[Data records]

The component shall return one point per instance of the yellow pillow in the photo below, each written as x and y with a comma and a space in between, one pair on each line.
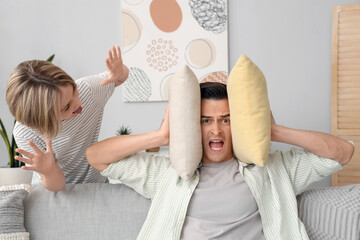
249, 112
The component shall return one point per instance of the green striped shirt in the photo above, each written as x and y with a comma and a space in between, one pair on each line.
274, 186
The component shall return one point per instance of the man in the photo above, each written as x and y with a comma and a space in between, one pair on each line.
225, 199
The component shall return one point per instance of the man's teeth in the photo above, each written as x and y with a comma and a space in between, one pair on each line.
216, 148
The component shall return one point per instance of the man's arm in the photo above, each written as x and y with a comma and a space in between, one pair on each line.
102, 154
321, 144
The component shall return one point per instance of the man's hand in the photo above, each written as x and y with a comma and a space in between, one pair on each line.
118, 71
41, 162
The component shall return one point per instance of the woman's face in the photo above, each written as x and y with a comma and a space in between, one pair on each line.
70, 104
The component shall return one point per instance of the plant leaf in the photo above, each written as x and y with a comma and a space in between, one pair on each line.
51, 58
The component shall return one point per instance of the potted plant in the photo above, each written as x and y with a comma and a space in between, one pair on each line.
125, 130
13, 174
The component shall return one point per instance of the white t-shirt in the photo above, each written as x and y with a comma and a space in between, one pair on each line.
222, 206
77, 133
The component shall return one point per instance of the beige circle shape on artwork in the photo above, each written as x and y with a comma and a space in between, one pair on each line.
131, 30
200, 53
166, 14
133, 2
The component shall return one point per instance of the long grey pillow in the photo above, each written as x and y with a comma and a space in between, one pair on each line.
185, 130
331, 213
12, 211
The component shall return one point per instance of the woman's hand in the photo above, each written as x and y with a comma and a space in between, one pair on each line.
41, 162
44, 163
118, 71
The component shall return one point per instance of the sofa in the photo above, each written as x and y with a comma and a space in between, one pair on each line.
114, 211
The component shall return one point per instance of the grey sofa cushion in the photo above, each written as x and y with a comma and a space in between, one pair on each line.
12, 211
85, 211
331, 213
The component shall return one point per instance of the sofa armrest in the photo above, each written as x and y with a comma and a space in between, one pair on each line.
85, 211
331, 213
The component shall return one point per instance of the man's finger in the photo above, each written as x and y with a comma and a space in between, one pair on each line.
110, 56
25, 153
48, 145
34, 147
105, 82
28, 168
24, 160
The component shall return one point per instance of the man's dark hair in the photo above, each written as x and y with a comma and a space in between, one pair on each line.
213, 90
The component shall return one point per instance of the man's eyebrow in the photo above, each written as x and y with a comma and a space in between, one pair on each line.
65, 107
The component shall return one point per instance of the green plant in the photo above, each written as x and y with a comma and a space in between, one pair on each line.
10, 146
13, 163
123, 130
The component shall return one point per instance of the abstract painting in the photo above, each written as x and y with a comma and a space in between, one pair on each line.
159, 36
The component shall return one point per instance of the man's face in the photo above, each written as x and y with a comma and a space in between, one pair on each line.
216, 133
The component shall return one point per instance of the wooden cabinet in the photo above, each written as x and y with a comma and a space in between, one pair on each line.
345, 90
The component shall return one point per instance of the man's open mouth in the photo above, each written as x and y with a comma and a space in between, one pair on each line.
216, 145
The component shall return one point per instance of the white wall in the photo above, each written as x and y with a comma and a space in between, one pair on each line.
289, 40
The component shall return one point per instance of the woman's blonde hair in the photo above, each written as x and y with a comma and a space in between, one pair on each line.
33, 95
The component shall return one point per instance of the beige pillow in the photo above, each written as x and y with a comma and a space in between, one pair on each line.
249, 112
185, 131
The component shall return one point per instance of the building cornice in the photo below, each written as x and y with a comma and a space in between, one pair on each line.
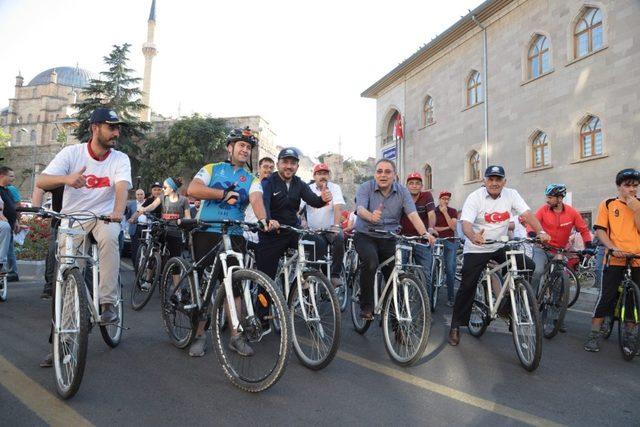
457, 30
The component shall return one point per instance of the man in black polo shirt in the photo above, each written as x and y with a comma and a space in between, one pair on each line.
282, 193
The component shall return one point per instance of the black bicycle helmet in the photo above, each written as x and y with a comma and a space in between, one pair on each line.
555, 190
245, 134
626, 175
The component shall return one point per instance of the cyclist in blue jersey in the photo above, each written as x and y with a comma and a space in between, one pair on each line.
225, 190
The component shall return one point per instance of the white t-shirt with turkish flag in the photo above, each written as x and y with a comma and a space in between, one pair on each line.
99, 194
491, 215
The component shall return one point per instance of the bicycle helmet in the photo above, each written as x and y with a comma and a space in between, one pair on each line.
627, 175
245, 134
555, 190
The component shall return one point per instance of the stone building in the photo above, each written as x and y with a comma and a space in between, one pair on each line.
557, 100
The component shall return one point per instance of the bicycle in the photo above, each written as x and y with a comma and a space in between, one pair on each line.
626, 312
524, 318
185, 302
77, 311
151, 255
312, 301
438, 269
403, 303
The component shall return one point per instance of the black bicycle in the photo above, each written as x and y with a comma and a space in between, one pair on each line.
627, 314
188, 288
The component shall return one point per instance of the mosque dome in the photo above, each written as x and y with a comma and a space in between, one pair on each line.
67, 76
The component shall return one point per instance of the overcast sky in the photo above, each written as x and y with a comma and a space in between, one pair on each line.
300, 65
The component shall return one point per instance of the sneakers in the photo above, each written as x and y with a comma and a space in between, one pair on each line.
109, 314
240, 346
197, 347
47, 362
593, 342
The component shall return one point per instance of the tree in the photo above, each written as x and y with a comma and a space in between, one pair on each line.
190, 143
118, 90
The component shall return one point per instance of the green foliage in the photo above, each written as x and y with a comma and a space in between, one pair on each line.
190, 143
116, 89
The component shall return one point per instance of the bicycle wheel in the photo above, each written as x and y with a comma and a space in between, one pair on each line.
406, 321
316, 339
525, 325
70, 340
4, 288
479, 318
572, 282
149, 268
112, 334
266, 365
552, 303
178, 305
628, 327
360, 325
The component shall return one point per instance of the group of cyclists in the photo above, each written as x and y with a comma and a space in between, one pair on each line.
94, 177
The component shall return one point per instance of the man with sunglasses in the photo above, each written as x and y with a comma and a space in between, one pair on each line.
380, 203
96, 178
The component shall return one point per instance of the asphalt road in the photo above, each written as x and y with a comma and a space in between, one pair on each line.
147, 381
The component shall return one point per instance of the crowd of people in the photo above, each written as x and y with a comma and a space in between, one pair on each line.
95, 177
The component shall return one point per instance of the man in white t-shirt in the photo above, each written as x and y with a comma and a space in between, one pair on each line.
96, 179
328, 216
486, 215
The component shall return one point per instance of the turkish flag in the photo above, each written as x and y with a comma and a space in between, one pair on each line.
397, 128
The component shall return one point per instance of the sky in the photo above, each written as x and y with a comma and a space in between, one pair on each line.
300, 65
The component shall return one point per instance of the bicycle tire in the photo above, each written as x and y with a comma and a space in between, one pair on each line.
529, 361
479, 317
421, 321
573, 285
629, 349
140, 297
253, 385
112, 334
552, 304
4, 288
327, 294
359, 324
173, 299
73, 315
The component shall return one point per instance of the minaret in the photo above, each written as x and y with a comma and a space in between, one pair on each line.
149, 50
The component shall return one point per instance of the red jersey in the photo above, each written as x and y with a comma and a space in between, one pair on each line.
558, 225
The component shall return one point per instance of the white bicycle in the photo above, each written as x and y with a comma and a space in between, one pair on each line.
76, 305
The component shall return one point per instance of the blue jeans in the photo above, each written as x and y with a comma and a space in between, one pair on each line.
450, 251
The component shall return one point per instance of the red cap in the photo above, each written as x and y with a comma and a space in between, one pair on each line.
414, 175
321, 167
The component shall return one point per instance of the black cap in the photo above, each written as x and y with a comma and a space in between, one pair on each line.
104, 115
289, 152
494, 171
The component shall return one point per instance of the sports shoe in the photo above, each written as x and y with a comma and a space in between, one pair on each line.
109, 314
197, 347
240, 346
593, 342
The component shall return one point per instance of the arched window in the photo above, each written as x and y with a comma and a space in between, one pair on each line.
587, 34
540, 153
539, 57
591, 137
473, 165
428, 177
474, 89
427, 112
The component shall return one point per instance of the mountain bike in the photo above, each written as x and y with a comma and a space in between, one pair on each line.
403, 303
77, 307
512, 290
188, 288
312, 301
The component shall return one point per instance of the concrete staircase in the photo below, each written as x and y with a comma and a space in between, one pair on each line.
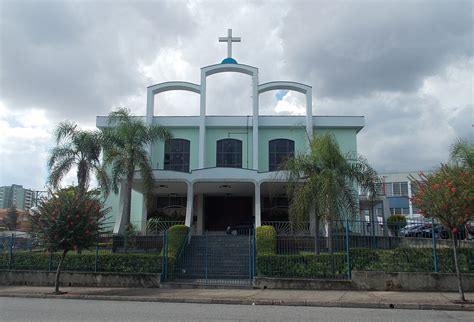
216, 257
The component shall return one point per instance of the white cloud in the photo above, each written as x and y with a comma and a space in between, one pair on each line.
406, 66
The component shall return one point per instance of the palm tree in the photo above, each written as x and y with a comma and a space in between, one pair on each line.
322, 184
76, 147
462, 153
125, 151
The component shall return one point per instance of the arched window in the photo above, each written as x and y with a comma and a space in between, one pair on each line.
229, 153
279, 150
177, 155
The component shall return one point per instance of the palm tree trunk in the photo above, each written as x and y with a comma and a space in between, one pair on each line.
456, 264
317, 247
81, 177
58, 272
330, 237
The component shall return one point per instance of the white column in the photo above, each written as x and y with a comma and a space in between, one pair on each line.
257, 207
189, 206
200, 214
150, 111
255, 109
150, 106
309, 112
202, 122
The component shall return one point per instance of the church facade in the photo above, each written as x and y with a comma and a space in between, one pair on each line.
221, 171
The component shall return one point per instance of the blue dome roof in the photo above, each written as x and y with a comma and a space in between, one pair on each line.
229, 60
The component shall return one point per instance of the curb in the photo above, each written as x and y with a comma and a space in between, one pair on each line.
247, 301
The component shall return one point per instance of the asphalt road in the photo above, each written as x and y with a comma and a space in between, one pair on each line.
21, 309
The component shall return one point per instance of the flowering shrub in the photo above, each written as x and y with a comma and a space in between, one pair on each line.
447, 195
70, 220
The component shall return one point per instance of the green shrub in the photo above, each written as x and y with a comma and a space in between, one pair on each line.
176, 236
266, 240
308, 265
302, 266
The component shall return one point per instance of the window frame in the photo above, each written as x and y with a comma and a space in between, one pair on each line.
276, 157
229, 148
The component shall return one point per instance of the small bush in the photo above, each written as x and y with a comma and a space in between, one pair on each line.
266, 240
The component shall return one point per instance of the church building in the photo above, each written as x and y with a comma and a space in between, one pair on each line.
221, 171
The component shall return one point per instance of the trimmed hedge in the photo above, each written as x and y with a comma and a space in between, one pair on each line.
112, 262
302, 266
266, 240
308, 265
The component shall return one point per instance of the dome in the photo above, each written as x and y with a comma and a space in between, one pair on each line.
229, 60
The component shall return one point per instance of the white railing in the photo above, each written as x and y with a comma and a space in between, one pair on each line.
288, 227
156, 226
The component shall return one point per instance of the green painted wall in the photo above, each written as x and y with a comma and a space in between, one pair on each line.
215, 134
297, 134
113, 201
191, 134
347, 138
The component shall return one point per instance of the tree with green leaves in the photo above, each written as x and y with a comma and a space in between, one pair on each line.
322, 184
462, 154
70, 220
80, 148
126, 140
11, 218
448, 196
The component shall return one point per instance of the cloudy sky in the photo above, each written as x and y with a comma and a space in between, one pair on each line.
407, 66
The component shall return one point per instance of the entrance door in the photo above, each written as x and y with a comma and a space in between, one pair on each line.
222, 212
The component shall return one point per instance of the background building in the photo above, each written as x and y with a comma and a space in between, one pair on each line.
219, 171
17, 196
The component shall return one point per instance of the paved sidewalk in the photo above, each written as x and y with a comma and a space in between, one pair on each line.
355, 299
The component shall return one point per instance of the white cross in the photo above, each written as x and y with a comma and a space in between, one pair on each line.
229, 40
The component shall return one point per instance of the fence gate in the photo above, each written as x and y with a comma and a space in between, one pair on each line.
217, 258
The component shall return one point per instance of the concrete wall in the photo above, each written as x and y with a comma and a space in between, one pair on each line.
302, 284
42, 278
375, 281
409, 281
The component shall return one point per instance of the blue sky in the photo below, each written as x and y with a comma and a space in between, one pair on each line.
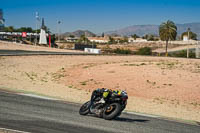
98, 15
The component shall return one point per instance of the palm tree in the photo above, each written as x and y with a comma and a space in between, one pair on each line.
167, 31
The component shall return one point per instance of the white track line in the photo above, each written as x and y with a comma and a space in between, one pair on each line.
141, 114
36, 96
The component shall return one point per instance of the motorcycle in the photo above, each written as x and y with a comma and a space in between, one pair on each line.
109, 110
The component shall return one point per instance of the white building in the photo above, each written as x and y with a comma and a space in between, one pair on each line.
71, 39
136, 40
185, 38
99, 39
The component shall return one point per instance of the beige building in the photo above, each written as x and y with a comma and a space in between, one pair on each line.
99, 39
136, 40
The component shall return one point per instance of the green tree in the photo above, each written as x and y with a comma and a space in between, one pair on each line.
111, 40
9, 29
71, 36
192, 35
83, 39
167, 31
135, 36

§ **THE EXERCISE**
Copy exactly, and only, the lines from the one containing "the white track" through the last line of the listing.

§ **RESPONSE TO THE EXERCISE**
The component shall return one point per instance of the white track line in the photo above, each written as x and y with a comma and a space in between, one pair on each line.
141, 114
36, 96
The component shall return one point per instance of the motorcycle in the photo above, each written as x and y with a comma and a space in between, one pair on each line.
109, 110
The component shall return one point per instance of the white building in the photo above, each written as x and y with a comma and a space in between, one pair on each line.
71, 39
136, 40
185, 38
99, 39
The component shall return one point per instance of the beige building in the photo above, each written as x and y with a comma and a space in between, one pair on each line.
99, 39
136, 40
The component shall return one point per instance of the green tree in the photo above, each written as x and y with a comma and a space in between, one pair on each line.
111, 40
9, 29
71, 36
192, 35
83, 39
167, 31
135, 36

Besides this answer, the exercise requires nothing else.